TEXT EXTRACT |
Scaling the heights

It had never occurred to me to think of Florence as a walled city, so it came as something of a surprise to find that the city walls had been rebuilt as many as six times.  Florentia, as a Roman garrison, came into being around 59BC.  The first wall would have encompassed the area of the Duomo and Palazzo Vecchio, with Piazza della Repubblica at its centre.

With the rise and fall of the city’s fortunes, in a chequered history, the walls were redrawn a number of times.  The second wall covered a smaller area than the first.  The third extended to the River Arno- previously considered unstable marshy ground.  In the 9th century Florence was increasingly prosperous and the walls were extended again.  As new villages mushroomed south of the Arno, the defence system needed to include them, and in 1172 work was begun on a fifth wall.  By 1333, Oltrarno finally received complete protection and the walls were 8.5 kilometres long, with gates 35 metres tall.

In sweeps the Black Death in 1348 and the city’s population, in common with most of Europe, was decimated.  In the 16th century additional fortifications were added to face the army of the German Emperor Charles V, and the Fortress of Belvedere was commissioned.  All of the city gates were pollarded to make them less vulnerable to artillery, save for San Niccolo.

The tower that marks Porta San Niccolo

Looking down on the walls from the cemetery at San Miniato al Monte

Florence became the provisional capital of Italy between 1865 and 1871.  And after all that building?  The walls were demolished in order to establish a new ring road.  Today, only the walls in Oltrarno have survived.  For a more complete history, this is an interesting site.

Still in Italy, you absolutely must see the magnificence of Mantua in Paula’s Traces of the Past.


  1. Fascinating. I too would never imagined Florence being walled, but when one considers the desire/need to prtoect one’s wealth it stands to reason that a great many such cities would have had walls for protection.
    Even my old stomping ground, Chester, still has a Roman wall.
    Lovely post , Jo.

    1. It was! 🙂 But you can get the bus some of the way, Vivi. Quite funny but on our last evening we discovered that there are trams in Florence! I had no idea, but you know I love them! Haven’t had time yet to check out where they go 🙂 🙂 Hugs, darlin!

      1. I will check all the public transport before I take off … you know me. But I will look back on the places you went. I would love to spend a day in Siena too. A day trip maybe. TV hug …

      2. Okay, I checked the trains and it told me direct, but I don’t have a problem with going with bus. What ever is easiest. Have a good friend that did some of his education to be an architecture in Siena and he have told me so much about the town.

DATA LINES |
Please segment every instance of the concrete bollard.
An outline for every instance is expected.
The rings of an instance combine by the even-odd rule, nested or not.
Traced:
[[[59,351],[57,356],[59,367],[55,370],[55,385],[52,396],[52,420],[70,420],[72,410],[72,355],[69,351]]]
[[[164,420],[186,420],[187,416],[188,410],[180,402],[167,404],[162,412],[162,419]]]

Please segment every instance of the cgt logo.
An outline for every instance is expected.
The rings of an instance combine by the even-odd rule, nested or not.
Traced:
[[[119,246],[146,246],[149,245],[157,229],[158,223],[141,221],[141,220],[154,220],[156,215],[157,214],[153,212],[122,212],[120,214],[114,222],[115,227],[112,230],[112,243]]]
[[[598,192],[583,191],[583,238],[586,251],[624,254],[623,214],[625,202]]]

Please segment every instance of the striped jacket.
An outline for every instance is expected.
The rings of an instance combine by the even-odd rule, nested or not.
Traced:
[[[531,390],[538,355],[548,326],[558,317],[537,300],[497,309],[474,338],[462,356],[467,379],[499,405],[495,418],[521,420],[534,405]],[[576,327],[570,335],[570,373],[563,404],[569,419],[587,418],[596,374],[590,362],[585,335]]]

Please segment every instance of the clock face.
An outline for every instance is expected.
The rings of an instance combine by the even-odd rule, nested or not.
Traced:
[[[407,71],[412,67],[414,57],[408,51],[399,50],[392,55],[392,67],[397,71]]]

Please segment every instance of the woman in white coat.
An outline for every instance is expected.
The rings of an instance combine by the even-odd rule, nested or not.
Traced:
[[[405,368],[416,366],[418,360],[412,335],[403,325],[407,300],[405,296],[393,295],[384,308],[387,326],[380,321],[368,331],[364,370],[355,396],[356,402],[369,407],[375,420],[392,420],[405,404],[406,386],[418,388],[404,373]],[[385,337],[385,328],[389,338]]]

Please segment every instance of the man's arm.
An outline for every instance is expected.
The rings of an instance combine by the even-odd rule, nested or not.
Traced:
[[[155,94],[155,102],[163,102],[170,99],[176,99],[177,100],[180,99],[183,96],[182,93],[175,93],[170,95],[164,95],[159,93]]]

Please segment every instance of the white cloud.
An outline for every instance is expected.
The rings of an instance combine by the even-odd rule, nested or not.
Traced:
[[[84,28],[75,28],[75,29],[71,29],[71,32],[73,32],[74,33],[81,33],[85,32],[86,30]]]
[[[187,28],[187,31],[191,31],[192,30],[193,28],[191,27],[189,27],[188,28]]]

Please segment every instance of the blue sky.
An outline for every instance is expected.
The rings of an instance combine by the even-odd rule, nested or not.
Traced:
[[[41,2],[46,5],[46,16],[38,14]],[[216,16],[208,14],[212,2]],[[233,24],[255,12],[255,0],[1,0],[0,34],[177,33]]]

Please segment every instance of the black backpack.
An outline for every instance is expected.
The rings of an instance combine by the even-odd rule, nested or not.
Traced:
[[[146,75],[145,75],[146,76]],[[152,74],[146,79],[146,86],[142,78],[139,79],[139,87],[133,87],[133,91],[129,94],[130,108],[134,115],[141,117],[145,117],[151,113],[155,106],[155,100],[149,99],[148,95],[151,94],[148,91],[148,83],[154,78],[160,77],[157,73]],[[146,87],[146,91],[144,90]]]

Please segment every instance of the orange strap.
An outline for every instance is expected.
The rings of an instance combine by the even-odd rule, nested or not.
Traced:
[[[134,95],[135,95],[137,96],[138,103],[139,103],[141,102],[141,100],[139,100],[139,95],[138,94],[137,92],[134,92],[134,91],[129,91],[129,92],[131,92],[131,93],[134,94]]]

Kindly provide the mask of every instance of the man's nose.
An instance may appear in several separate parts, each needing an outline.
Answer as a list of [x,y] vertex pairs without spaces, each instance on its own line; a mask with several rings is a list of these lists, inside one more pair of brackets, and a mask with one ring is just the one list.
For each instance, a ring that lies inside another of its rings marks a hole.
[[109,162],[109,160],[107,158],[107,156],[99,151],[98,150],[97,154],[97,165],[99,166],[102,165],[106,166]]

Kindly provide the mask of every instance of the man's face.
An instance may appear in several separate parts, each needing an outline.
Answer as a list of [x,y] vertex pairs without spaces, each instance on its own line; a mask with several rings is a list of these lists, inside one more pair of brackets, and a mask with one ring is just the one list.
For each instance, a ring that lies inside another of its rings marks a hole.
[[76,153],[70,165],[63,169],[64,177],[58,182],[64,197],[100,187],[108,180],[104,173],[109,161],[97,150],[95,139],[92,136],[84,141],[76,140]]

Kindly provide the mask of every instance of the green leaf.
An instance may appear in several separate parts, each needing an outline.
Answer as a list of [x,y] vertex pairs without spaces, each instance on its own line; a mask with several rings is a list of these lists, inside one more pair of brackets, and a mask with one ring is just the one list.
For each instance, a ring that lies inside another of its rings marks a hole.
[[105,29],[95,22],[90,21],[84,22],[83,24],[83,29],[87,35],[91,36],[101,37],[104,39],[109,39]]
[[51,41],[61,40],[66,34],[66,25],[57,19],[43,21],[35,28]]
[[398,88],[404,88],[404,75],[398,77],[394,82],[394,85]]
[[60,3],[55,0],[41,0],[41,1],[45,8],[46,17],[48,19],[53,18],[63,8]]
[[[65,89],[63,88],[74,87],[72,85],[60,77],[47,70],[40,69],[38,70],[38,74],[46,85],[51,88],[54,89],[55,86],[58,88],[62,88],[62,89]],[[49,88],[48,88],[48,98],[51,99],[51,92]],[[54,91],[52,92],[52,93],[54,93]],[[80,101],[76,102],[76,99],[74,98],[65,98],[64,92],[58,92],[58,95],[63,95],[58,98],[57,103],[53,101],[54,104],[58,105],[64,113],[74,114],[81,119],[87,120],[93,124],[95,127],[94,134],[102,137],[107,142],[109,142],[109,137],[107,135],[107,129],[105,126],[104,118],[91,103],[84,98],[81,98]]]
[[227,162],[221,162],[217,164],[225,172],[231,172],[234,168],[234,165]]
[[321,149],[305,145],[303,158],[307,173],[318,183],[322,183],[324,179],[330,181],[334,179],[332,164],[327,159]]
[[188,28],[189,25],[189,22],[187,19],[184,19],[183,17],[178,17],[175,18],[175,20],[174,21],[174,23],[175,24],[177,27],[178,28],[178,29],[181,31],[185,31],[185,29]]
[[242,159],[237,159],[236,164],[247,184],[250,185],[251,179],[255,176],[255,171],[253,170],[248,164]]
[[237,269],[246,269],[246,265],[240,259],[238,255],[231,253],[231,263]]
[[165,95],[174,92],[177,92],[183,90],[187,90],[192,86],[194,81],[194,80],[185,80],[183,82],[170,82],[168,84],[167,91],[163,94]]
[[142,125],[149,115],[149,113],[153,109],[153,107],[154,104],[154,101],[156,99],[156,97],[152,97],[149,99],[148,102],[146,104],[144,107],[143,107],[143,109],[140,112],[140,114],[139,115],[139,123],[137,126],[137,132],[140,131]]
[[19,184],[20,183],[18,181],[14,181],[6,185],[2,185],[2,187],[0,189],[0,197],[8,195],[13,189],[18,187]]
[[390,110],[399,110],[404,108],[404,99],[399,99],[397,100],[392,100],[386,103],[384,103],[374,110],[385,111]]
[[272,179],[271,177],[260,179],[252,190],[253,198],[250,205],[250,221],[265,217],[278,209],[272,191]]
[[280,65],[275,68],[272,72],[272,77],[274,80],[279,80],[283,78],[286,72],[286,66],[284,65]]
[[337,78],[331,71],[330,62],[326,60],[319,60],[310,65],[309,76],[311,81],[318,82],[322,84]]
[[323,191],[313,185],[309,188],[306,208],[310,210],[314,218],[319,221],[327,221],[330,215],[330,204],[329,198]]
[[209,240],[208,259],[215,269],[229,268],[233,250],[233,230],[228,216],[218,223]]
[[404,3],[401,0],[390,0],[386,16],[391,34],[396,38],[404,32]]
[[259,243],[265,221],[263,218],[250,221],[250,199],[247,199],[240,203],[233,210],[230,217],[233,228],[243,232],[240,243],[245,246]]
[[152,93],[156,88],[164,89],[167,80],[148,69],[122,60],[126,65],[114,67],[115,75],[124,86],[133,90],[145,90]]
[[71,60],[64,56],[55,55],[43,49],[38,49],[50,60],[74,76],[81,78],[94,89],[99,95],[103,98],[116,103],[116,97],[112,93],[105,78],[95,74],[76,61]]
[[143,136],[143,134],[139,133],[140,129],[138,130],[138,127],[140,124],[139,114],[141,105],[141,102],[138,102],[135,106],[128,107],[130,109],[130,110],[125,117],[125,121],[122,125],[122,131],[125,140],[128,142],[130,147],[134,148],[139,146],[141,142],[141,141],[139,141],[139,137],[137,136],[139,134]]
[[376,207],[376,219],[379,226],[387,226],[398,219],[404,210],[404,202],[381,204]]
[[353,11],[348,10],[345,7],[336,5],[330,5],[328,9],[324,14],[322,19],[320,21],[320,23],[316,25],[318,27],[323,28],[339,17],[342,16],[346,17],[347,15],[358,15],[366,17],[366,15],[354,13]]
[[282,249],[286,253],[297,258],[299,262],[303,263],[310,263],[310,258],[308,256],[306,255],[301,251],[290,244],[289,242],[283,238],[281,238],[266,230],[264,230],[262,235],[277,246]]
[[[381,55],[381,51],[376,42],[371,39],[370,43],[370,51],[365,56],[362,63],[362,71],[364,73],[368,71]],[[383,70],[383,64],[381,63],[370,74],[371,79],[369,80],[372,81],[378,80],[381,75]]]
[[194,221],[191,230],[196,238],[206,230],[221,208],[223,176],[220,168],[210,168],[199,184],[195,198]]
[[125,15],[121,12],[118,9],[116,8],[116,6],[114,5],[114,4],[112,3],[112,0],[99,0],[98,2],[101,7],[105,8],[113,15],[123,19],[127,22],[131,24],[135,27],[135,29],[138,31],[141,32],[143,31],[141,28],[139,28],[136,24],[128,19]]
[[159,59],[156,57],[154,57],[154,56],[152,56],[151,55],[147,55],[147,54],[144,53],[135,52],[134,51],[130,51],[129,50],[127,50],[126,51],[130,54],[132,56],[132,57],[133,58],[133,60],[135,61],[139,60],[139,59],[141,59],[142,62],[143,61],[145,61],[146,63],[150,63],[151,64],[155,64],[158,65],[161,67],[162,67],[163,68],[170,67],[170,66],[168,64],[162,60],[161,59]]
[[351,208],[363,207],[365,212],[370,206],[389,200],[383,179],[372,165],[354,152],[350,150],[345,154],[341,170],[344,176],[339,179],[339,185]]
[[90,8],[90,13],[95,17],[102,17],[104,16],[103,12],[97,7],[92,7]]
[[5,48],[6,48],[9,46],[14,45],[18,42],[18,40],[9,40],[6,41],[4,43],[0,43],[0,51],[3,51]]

SET TASKS |
(a) Answer these from the post on Florence's city walls:
(i) Around what year did Florentia come into being as a Roman garrison?
(ii) By 1333, how long were the walls?
(iii) Which city gate was not pollarded?
(b) Please reproduce the part of the post on Florence's city walls starting at "The tower that" and ending at "of the Past.".
(c) Resume the post on Florence's city walls, carrying on after its last sentence.
The records have no connection to the post on Florence's city walls.

PER-TASK OUTPUTS |
(a)
(i) Around 59BC
(ii) 8.5 kilometers
(iii) San Niccolo

(b)
The tower that marks Porta San Niccolo

Looking down on the walls from the cemetery at San Miniato al Monte

Florence became the provisional capital of Italy between 1865 and 1871.  And after all that building?  The walls were demolished in order to establish a new ring road.  Today, only the walls in Oltrarno have survived.  For a more complete history, this is an interesting site.

Still in Italy, you absolutely must see the magnificence of Mantua in Paula’s Traces of the Past.

(c)
      3. I was using a Lonely Planet guide book, Vivi, and it was a few years old so your information will be more accurate. The bus and trains were both very close to our hotel so it wouldn’t have mattered. We nearly caught the bus to Lucca but it was very early so we got a train instead. 🙂

  2. Wonderful post, there’s is definitely a love story between you and Florence, Jo. ❤ Grand overviews from the top, I feel refreshed. 🙂
    I'll ignore the ring road 😦 for the moment as I read your comment about the three cities Florence, Venice and Naples. Klausbernd, Siri, Selma and myself are currently happy reading the four Neapolitan Novels by Elena Ferrante. Have you read them? If not, we can highly recommend them.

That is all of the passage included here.